### Information shown
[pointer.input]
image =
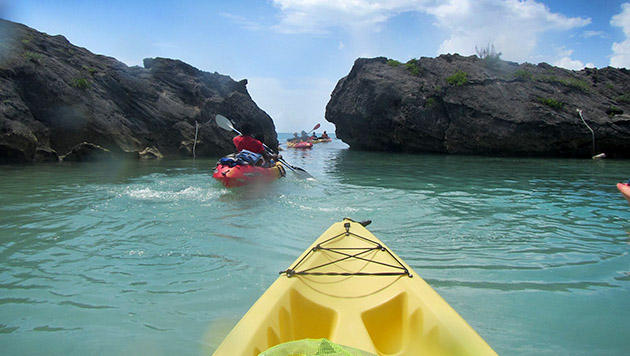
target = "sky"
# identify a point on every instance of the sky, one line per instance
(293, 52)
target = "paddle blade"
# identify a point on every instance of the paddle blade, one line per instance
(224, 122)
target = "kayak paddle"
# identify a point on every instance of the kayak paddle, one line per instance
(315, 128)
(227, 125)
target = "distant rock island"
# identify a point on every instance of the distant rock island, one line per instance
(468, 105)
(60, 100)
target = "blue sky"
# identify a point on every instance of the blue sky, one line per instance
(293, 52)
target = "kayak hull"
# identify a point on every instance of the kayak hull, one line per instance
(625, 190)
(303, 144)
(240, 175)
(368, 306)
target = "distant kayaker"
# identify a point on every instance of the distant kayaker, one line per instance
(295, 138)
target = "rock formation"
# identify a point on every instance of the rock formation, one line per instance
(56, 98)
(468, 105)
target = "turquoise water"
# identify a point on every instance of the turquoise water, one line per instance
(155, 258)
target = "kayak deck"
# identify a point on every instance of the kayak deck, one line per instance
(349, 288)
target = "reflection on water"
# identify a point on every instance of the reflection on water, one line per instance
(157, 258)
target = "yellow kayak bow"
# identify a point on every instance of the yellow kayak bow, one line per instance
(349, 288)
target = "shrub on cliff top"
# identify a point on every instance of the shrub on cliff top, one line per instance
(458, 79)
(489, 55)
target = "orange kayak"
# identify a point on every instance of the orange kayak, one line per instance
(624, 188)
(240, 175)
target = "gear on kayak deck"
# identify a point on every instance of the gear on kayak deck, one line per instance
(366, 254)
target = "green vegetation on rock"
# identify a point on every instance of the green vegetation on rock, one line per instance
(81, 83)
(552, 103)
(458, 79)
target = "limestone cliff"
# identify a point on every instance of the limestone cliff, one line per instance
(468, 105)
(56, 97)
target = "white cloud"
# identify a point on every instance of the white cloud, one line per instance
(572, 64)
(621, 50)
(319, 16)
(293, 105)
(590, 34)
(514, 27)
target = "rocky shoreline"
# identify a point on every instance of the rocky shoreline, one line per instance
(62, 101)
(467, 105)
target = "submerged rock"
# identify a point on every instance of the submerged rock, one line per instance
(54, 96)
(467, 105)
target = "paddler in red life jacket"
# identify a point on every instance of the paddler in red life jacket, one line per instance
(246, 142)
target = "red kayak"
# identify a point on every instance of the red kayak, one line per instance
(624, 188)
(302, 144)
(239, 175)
######
### Information shown
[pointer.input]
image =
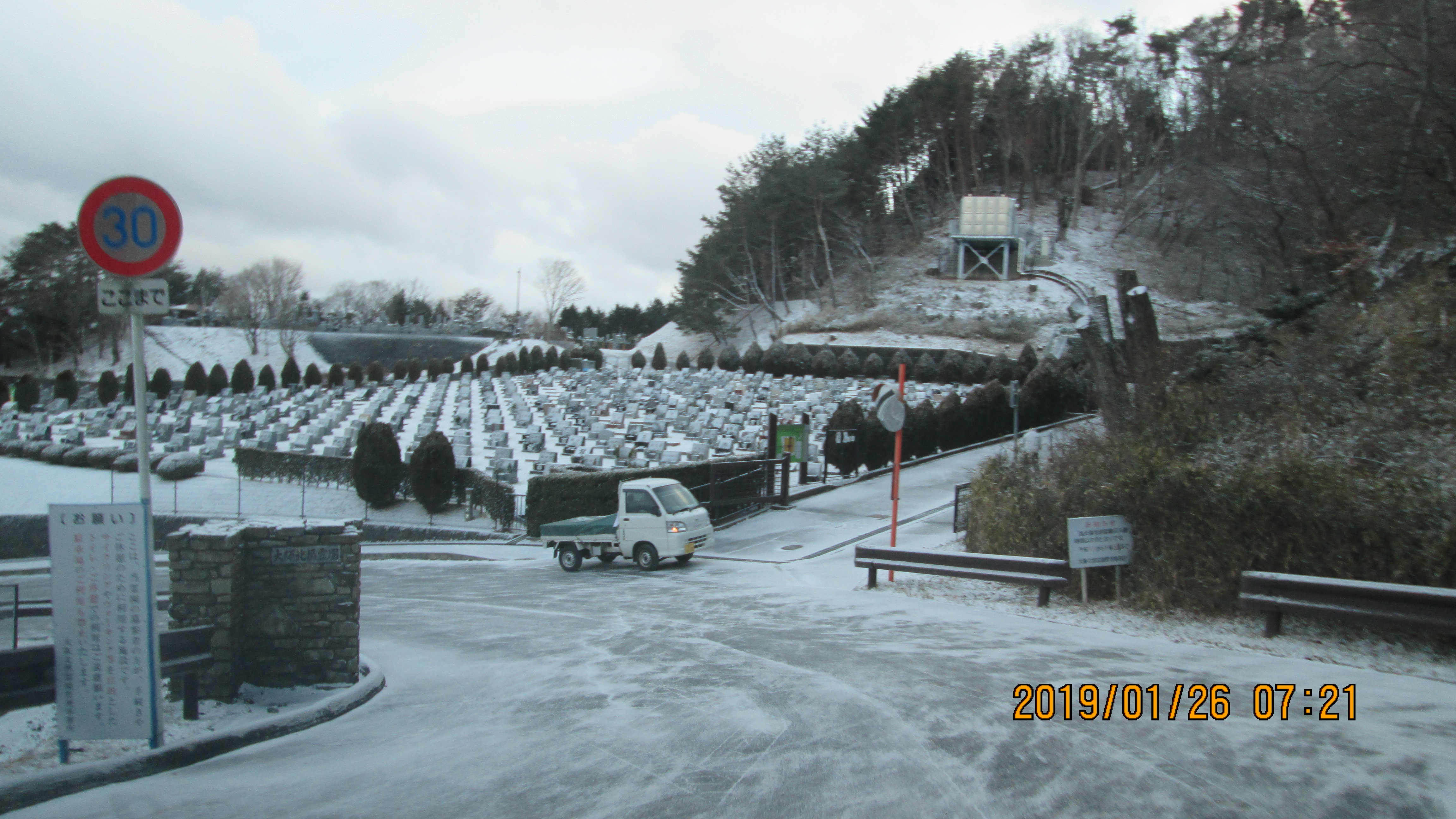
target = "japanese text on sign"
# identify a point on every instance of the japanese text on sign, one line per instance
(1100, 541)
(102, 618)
######
**To do:**
State how many lines in the material above contain the string "jacket". Reply with the number alone.

**Task output:**
2